#### [Problem details]
An exact transcription of all the entries below is required.

#### [Supplied material]
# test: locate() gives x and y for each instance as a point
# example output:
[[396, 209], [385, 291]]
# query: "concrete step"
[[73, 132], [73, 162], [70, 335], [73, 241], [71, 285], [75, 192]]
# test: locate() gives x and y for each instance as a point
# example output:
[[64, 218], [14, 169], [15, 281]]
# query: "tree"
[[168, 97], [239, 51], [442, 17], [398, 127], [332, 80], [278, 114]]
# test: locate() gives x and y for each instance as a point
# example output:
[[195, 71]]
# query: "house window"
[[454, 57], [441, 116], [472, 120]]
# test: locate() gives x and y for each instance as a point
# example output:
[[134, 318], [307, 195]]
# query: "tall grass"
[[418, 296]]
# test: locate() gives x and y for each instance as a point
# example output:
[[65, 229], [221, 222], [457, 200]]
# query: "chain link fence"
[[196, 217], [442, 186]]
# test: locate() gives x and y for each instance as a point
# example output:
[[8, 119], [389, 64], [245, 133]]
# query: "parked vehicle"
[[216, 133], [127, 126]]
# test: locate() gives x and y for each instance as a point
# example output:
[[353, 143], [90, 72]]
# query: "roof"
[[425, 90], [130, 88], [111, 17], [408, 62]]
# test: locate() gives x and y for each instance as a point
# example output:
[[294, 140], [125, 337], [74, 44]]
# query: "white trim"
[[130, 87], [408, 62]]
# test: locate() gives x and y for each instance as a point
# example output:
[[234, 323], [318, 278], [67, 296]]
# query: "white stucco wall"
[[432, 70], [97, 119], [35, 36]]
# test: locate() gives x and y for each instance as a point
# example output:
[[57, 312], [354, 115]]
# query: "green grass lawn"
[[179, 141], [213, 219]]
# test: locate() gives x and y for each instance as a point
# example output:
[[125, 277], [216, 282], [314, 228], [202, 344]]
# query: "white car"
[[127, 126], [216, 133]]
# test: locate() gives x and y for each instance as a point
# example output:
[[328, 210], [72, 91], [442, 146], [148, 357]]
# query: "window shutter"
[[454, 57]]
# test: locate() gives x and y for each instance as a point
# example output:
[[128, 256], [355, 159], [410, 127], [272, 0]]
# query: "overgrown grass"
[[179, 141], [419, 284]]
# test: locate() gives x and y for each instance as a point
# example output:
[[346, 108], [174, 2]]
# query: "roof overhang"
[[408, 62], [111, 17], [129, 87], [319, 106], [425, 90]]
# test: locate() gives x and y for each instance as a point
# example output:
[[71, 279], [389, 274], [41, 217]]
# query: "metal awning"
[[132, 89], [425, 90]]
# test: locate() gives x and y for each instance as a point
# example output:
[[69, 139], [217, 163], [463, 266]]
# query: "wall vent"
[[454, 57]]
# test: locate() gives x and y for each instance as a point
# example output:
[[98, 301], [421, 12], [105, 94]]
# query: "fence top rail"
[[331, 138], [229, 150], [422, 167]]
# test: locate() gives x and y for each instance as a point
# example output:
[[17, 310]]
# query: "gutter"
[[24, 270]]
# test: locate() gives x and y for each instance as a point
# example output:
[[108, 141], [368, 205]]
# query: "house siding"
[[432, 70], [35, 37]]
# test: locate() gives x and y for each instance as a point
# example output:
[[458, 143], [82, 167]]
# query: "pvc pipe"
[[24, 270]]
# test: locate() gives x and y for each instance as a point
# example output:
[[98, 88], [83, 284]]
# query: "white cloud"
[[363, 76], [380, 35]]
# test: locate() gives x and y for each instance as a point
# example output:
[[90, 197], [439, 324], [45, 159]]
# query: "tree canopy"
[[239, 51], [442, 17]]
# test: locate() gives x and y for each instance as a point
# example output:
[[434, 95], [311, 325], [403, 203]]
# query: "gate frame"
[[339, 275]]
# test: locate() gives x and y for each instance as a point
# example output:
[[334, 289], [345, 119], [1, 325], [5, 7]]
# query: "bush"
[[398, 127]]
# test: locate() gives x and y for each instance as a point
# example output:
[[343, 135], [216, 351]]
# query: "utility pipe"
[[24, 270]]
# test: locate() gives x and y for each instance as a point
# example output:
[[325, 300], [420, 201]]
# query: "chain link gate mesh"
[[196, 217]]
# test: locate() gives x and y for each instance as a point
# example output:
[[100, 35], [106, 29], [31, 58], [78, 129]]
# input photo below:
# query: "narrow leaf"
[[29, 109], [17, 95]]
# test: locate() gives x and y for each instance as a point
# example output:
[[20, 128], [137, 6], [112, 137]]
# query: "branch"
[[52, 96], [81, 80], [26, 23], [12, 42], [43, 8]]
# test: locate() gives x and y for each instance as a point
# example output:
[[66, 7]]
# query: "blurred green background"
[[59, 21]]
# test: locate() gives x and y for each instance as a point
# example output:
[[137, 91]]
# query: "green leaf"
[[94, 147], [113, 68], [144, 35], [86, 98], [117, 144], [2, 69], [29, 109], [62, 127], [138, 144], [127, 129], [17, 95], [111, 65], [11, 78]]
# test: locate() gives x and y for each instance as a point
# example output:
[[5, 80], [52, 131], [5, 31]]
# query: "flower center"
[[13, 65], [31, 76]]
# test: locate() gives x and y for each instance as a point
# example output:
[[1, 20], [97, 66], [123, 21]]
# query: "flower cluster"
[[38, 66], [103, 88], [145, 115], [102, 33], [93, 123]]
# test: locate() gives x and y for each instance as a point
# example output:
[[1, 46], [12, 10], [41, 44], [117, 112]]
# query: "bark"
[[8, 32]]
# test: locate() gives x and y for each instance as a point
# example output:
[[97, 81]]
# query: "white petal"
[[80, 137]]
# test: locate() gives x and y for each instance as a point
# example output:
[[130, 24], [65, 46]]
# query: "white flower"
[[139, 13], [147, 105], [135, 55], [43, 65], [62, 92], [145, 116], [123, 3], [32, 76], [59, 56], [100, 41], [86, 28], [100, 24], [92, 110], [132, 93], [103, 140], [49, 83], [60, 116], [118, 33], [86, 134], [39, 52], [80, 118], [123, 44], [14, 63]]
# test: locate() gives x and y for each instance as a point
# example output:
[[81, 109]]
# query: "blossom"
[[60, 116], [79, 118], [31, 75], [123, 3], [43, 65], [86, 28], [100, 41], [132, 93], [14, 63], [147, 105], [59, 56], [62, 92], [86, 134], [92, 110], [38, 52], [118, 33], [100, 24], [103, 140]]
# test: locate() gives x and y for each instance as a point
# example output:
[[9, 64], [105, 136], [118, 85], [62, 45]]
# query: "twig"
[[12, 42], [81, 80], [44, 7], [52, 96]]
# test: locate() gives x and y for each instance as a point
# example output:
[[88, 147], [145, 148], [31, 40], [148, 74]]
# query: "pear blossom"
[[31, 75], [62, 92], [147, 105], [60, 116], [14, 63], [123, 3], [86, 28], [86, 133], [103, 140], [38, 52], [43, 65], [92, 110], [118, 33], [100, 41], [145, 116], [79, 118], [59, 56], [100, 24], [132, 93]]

#### [Answer space]
# test: locate() gives x and y for each instance as a point
# example output:
[[396, 209], [385, 291]]
# query: "concrete step"
[[73, 132], [73, 162], [70, 335], [73, 241], [71, 285], [75, 192]]
# test: locate() gives x and y for each instance as a point
# example output:
[[64, 218], [14, 169], [15, 281]]
# query: "tree"
[[168, 97], [239, 51], [442, 17], [398, 127], [332, 80], [278, 114]]
# test: locate() gives x and y for each instance as a point
# example output:
[[195, 71]]
# query: "house window"
[[454, 57], [441, 116], [472, 120]]
# test: locate() gives x and y for each instance as a point
# example output:
[[134, 318], [307, 195]]
# query: "tall grass"
[[418, 296]]
# test: locate() gives x and y for each instance as a point
# example output:
[[65, 229], [221, 222], [457, 200]]
# query: "chain link fence"
[[196, 217], [442, 186]]
# test: locate() gives x and y for each instance as a point
# example output:
[[8, 119], [389, 64], [245, 133]]
# query: "parked vehicle"
[[216, 133], [127, 126]]
# test: locate() gives x and y for each instance as a point
# example output:
[[353, 143], [90, 72]]
# query: "roof"
[[425, 90], [130, 88], [111, 17], [408, 62]]
# test: locate() gives x and y for each instance as a point
# example output:
[[294, 140], [125, 337], [74, 44]]
# query: "white trim"
[[130, 87], [408, 62]]
# test: locate() gives x and y for each instance as a point
# example output:
[[234, 323], [318, 278], [67, 296]]
# query: "white stucco wall"
[[432, 70], [97, 119], [35, 36]]
# test: locate() gives x and y for each instance as a point
# example output:
[[57, 312], [354, 115]]
# query: "green grass lawn"
[[179, 141], [213, 219]]
# test: locate() gives x and y for each instance as a point
# example output:
[[125, 277], [216, 282], [314, 228], [202, 344]]
# query: "white car"
[[127, 126], [216, 133]]
# test: locate() gives x and y for each instance as a point
# example output:
[[328, 210], [72, 91], [442, 146], [148, 357]]
# query: "window shutter"
[[454, 57]]
# test: locate() gives x and y for each instance as a point
# example output:
[[128, 256], [355, 159], [410, 127], [272, 0]]
# query: "overgrown grass"
[[179, 141], [419, 284]]
# test: locate() gives x and y for each instance as a point
# example output:
[[346, 108], [174, 2]]
# query: "roof overhang"
[[408, 62], [111, 17], [129, 87], [319, 106], [425, 90]]
# test: locate() gives x and y for each instance as a point
# example output:
[[71, 279], [389, 274], [41, 217]]
# query: "metal awning"
[[132, 89], [425, 90]]
# test: locate() gives x and y for each instance as a point
# example output:
[[69, 139], [217, 163], [463, 266]]
# query: "wall vent"
[[454, 57]]
# test: locate() gives x and y for each instance as a point
# example output:
[[98, 301], [421, 12], [105, 94]]
# query: "fence top rail"
[[331, 138], [229, 150], [422, 167]]
# test: locate() gives x and y for each instance as a point
# example output:
[[17, 310]]
# query: "gutter"
[[24, 270]]
# test: locate() gives x and y for each instance as a point
# example output:
[[108, 141], [368, 205]]
# query: "house siding"
[[432, 70], [35, 37]]
# test: locate() gives x and y for each instance as a point
# example output:
[[458, 143], [82, 167]]
# query: "pvc pipe"
[[24, 270]]
# test: locate() gives x and y for each instance as a point
# example output:
[[98, 88], [83, 284]]
# query: "white cloud"
[[363, 76], [380, 35]]
# test: locate() gives x and y for each instance as a point
# example output:
[[90, 197], [439, 324], [45, 159]]
# query: "tree canopy"
[[239, 51], [442, 17]]
# test: locate() gives x and y for each instance as a point
# example output:
[[434, 95], [311, 325], [403, 203]]
# query: "gate frame"
[[339, 275]]
# test: locate() gives x and y for each instance as a point
# example output:
[[334, 289], [345, 119], [1, 325], [5, 7]]
# query: "bush"
[[398, 127]]
# test: locate() gives x and y for each instance as a point
# example output:
[[343, 135], [216, 351]]
# query: "utility pipe"
[[24, 270]]
# test: locate() gives x and y for each instance as a point
# example output:
[[325, 300], [420, 201]]
# query: "chain link gate mesh"
[[196, 217]]
# test: locate() gives x and y for each instance as a point
# example output:
[[100, 35], [106, 29], [31, 58], [78, 129]]
# input photo below:
# query: "narrow leaf"
[[29, 109], [17, 95]]
# test: locate() gives x and y for each instance as a point
# example output:
[[20, 128], [137, 6], [112, 137]]
# query: "branch"
[[52, 96], [81, 80], [26, 23], [12, 42], [43, 8]]
# test: locate() gives x and y for each instance as a point
# example output:
[[66, 7]]
# query: "blurred green background"
[[59, 21]]
# test: locate() gives x and y for each instance as a point
# example output:
[[137, 91]]
# query: "green leaf"
[[94, 147], [113, 68], [144, 35], [86, 98], [117, 144], [2, 69], [29, 109], [62, 127], [138, 144], [127, 129], [17, 95], [111, 65], [11, 78]]
# test: locate() gives x and y for each instance as a point
# example output:
[[5, 80], [52, 131], [5, 31]]
# query: "flower center"
[[13, 65], [31, 76]]
# test: locate() gives x and y for each instance as a point
# example output:
[[1, 20], [97, 66], [123, 21]]
# query: "flower cluster"
[[38, 66], [103, 88], [145, 115], [102, 33], [93, 123]]
# test: locate() gives x and y for each instance as a point
# example output:
[[1, 46], [12, 10], [41, 44], [117, 112]]
# query: "bark"
[[8, 32]]
# test: locate() gives x and y for each instance as a point
# example output:
[[97, 81]]
# query: "white petal"
[[80, 137]]
# test: locate() gives x and y for each instance as a point
# example output:
[[130, 24], [65, 46]]
# query: "white flower"
[[139, 13], [147, 105], [135, 55], [43, 65], [62, 92], [145, 116], [123, 3], [32, 76], [59, 56], [100, 41], [86, 28], [100, 24], [92, 110], [132, 93], [103, 140], [49, 83], [60, 116], [118, 33], [86, 134], [39, 52], [80, 118], [123, 44], [14, 63]]
# test: locate() gives x and y for each instance as a point
# example output:
[[81, 109]]
# query: "blossom"
[[60, 116], [79, 118], [31, 75], [123, 3], [43, 65], [86, 28], [100, 41], [132, 93], [14, 63], [147, 105], [59, 56], [62, 92], [86, 134], [92, 110], [38, 52], [118, 33], [100, 24], [103, 140]]
# test: locate() gives x and y for each instance as a point
# example output:
[[9, 64], [105, 136], [118, 85], [62, 45]]
# query: "twig"
[[12, 42], [81, 80], [44, 7], [52, 96]]
# test: locate() gives x and y for each instance as a point
# example output:
[[88, 147], [145, 148], [31, 40], [148, 74]]
# query: "pear blossom"
[[31, 75], [62, 92], [147, 105], [60, 116], [14, 63], [123, 3], [86, 28], [86, 133], [103, 140], [38, 52], [43, 65], [92, 110], [118, 33], [100, 41], [145, 116], [79, 118], [59, 56], [100, 24], [132, 93]]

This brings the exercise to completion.